--- Task description ---
From the line with "Study the photograph above. For every instance of the black" through the final line, please write out the listing exactly, including both of those lines.

Coordinate annotation records:
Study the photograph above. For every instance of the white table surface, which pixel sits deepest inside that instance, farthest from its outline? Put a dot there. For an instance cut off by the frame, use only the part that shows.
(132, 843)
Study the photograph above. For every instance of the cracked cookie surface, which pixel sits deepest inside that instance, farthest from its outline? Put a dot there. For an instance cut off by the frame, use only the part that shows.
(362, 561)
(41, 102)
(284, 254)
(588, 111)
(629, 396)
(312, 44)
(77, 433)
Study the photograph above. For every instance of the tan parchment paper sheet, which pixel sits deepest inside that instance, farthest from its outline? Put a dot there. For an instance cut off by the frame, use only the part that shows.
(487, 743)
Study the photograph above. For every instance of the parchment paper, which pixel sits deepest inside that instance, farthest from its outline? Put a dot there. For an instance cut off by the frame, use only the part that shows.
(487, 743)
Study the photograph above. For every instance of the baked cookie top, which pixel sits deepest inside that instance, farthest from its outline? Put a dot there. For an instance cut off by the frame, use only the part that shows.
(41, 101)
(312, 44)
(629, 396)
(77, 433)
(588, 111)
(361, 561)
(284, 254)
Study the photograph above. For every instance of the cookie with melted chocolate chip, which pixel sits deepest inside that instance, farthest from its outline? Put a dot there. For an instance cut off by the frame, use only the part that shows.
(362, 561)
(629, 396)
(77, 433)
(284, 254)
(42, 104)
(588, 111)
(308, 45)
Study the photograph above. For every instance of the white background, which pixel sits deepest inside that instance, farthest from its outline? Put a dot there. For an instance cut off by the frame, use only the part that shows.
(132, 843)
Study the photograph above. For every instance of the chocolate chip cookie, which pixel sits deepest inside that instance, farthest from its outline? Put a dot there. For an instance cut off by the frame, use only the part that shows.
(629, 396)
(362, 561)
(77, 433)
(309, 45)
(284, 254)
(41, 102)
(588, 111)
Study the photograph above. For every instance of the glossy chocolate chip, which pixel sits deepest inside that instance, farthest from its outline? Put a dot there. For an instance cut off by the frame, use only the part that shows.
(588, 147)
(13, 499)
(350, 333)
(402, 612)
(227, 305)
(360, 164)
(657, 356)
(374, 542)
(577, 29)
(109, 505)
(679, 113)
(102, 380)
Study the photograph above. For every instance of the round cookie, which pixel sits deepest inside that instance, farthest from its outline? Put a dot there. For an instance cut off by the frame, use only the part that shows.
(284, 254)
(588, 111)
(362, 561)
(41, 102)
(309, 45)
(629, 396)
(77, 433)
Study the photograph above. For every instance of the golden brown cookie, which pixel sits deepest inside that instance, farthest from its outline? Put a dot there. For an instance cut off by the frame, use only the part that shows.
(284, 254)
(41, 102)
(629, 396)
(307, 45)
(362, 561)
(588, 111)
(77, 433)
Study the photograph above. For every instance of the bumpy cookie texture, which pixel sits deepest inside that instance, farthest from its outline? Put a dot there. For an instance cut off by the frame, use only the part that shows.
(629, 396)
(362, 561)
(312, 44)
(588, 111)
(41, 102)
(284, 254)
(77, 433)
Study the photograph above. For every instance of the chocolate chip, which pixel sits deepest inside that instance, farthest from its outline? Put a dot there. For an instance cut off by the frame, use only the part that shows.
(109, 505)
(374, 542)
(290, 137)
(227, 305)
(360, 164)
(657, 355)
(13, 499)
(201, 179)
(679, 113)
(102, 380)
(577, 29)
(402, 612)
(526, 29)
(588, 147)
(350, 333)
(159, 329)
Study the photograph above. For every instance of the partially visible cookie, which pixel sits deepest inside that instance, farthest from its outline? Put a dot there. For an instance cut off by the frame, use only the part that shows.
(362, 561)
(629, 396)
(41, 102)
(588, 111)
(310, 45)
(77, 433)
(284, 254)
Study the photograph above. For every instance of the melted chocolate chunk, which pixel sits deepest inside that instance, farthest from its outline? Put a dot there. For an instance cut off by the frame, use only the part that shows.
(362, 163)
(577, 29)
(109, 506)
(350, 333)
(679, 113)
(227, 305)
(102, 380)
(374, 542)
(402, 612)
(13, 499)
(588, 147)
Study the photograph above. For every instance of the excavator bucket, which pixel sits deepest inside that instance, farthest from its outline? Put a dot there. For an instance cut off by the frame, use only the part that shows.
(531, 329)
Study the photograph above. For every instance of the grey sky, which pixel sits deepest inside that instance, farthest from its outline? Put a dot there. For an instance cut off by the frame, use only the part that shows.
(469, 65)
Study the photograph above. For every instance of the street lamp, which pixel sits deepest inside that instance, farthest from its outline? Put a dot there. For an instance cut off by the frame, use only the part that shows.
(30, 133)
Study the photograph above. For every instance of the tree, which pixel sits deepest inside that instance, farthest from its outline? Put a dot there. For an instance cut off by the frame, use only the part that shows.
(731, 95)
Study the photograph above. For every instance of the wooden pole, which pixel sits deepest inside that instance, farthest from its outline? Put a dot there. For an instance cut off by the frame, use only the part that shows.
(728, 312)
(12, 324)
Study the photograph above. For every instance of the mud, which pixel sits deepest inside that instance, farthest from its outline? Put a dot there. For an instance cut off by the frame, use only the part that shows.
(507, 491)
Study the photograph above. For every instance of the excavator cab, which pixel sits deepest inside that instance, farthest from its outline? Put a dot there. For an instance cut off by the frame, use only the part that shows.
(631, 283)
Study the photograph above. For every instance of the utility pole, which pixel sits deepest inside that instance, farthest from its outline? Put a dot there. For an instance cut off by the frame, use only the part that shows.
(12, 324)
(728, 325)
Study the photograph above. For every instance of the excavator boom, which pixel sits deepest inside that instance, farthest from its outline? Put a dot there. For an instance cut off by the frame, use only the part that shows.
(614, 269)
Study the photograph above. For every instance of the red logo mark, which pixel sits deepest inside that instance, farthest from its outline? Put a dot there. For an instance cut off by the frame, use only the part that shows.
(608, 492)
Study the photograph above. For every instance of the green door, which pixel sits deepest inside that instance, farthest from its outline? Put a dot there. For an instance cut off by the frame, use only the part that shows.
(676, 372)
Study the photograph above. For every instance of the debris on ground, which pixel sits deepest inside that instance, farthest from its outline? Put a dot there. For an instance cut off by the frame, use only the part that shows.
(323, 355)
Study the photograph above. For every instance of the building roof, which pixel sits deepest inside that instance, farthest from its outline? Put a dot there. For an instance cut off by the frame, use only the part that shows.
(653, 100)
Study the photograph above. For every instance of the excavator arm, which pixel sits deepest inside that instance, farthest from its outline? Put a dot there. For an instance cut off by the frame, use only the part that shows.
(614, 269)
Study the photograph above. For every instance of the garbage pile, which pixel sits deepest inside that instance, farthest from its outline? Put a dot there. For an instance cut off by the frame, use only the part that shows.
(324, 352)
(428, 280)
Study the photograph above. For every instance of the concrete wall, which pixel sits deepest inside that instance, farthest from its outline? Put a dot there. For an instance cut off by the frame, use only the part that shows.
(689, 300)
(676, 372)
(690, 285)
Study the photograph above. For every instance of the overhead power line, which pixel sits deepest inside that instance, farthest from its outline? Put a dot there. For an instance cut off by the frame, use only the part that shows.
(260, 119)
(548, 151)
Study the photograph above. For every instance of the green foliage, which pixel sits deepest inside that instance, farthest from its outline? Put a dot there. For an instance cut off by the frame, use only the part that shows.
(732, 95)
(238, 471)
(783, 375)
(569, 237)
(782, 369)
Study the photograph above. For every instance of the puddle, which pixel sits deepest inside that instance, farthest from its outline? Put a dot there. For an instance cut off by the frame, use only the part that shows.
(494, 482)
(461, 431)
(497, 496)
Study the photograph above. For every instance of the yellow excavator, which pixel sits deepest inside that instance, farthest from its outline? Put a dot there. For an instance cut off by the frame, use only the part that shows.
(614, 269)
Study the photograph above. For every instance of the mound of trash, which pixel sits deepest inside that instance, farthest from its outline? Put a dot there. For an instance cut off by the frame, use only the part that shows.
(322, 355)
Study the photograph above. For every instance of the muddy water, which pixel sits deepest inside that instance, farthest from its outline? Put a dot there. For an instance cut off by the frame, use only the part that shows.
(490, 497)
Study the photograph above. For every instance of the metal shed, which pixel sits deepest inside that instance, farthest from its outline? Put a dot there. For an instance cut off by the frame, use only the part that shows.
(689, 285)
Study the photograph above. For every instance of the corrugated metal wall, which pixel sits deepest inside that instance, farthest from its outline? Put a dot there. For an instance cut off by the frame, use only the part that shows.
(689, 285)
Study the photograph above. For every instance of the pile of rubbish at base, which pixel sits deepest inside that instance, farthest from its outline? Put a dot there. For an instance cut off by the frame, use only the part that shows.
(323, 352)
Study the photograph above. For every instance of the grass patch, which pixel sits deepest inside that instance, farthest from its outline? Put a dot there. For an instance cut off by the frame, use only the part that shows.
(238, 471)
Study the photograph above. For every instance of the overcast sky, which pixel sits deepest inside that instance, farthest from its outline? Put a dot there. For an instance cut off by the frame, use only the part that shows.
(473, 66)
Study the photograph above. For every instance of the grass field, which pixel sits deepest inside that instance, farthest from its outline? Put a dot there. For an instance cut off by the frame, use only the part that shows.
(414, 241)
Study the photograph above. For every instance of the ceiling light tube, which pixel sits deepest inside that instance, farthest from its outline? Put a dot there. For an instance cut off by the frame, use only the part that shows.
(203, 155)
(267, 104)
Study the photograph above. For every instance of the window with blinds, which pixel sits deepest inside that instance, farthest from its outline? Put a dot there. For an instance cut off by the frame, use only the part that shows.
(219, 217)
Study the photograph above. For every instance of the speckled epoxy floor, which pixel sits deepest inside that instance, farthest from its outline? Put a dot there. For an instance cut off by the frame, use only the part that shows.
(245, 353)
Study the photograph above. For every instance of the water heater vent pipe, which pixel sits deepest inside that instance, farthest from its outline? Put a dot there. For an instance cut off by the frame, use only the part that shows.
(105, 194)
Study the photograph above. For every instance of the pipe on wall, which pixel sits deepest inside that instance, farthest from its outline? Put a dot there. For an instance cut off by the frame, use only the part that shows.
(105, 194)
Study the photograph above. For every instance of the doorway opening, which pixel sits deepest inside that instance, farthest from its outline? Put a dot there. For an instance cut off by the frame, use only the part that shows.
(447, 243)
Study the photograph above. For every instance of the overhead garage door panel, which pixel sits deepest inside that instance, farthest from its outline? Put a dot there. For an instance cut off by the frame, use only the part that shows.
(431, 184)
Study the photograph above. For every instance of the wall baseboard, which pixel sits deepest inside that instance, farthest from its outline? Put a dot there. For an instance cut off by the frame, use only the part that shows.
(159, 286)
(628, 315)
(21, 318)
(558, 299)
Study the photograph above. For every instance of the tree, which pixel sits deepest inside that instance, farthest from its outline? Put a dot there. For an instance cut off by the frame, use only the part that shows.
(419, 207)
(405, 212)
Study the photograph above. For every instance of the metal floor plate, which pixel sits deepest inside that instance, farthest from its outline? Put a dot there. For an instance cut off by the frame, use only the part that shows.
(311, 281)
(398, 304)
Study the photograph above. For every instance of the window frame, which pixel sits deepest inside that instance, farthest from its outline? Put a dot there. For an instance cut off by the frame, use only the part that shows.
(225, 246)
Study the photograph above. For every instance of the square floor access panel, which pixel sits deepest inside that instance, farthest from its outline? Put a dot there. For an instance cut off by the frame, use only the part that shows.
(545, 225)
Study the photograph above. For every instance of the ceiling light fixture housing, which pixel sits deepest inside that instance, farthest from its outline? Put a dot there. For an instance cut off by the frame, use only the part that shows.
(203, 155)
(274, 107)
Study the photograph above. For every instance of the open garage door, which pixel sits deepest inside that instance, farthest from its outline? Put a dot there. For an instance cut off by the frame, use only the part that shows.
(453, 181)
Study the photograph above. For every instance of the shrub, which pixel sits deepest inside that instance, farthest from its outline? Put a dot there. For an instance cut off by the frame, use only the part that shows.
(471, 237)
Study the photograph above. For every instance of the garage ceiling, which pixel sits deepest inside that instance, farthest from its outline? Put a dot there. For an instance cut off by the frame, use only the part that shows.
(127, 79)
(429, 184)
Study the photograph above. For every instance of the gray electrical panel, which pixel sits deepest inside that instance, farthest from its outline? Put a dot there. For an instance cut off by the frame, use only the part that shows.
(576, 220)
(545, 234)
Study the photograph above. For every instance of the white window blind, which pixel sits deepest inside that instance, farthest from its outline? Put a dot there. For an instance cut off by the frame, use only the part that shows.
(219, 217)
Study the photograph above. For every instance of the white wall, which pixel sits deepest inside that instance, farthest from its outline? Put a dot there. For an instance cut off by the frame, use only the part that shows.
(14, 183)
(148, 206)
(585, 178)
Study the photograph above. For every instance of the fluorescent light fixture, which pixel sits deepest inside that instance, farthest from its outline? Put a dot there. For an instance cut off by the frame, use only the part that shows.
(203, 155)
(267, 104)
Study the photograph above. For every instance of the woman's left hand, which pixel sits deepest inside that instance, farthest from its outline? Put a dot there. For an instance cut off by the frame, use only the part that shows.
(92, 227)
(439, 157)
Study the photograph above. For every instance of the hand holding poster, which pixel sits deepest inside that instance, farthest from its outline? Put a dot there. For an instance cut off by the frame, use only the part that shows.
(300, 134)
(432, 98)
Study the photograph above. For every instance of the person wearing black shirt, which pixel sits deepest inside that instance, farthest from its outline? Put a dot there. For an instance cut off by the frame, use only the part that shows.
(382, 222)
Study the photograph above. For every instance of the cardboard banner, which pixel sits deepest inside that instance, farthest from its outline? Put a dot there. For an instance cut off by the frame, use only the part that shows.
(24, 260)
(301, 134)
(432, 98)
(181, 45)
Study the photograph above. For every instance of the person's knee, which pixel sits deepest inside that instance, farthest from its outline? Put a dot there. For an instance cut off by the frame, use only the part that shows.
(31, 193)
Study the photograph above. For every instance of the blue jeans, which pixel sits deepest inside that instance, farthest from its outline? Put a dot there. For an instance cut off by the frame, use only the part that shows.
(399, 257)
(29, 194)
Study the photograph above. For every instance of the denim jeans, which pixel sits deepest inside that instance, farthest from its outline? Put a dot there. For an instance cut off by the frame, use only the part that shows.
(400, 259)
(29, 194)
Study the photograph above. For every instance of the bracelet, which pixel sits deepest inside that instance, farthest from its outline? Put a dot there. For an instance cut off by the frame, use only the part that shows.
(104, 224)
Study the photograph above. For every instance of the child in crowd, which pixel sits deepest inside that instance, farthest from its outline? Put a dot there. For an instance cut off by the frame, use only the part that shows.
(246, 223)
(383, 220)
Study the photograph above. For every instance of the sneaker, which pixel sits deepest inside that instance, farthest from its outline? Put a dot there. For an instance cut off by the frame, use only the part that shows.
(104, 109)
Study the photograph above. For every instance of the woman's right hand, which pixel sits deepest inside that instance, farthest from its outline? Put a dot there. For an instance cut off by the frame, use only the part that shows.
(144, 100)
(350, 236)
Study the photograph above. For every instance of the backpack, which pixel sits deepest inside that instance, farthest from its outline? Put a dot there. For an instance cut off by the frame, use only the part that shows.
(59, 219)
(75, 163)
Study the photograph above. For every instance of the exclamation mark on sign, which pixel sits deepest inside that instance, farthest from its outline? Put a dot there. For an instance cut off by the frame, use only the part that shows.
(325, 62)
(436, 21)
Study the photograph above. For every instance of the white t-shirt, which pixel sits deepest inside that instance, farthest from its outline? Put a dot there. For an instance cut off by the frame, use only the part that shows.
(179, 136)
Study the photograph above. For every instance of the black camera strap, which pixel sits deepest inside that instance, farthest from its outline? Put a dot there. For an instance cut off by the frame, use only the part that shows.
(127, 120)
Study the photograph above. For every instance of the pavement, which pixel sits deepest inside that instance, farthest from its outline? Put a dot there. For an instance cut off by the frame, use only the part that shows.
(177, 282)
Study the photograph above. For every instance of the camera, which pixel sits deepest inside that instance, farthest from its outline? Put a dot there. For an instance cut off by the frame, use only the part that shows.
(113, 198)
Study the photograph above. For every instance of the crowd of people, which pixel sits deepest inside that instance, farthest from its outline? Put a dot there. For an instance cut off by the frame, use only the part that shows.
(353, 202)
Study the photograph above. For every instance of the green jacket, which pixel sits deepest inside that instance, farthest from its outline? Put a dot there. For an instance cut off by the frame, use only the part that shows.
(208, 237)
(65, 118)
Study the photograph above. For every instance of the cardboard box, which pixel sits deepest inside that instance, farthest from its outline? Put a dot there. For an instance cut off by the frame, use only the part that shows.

--- Exercise solution ---
Study the photograph above. For every instance of the black camera strap, which pixel sits deepest inside that instance, farthest from its outline? Put a dot there. For an instance cut off by the frame, use only the part that shows.
(127, 120)
Study the photograph above. For every instance of the pavement, which pixel sits deepest inside that instance, farthest from its outline? Put a dot there. For an instance cut off by the frame, use only the part that shows.
(177, 282)
Study the photograph above. For every instance of the camera, which pixel sits deepest inside that instance, farthest from its outline? Put a dot there. For an instance cut off by the frame, use only the part that shows.
(113, 198)
Study the photograph above. For every instance of the crowd of people, which pixel sits deepest inside that instance, farthest from its outline? Put a dot there. For an instance cut off by the frame, use only the part that shows.
(353, 202)
Study the photograph above. For every instance of the green jacket, which pixel sits deepest inside that instance, farthest from its outline? Put a dot there. For an instance cut off by the frame, use only the part that shows.
(208, 237)
(65, 118)
Study the photograph above. For every instance of the cardboard box, which pixel sits deepest inside that instance, farthest from its outline? Put a dot there. For an instance cut off by the frame, use only the part that shows.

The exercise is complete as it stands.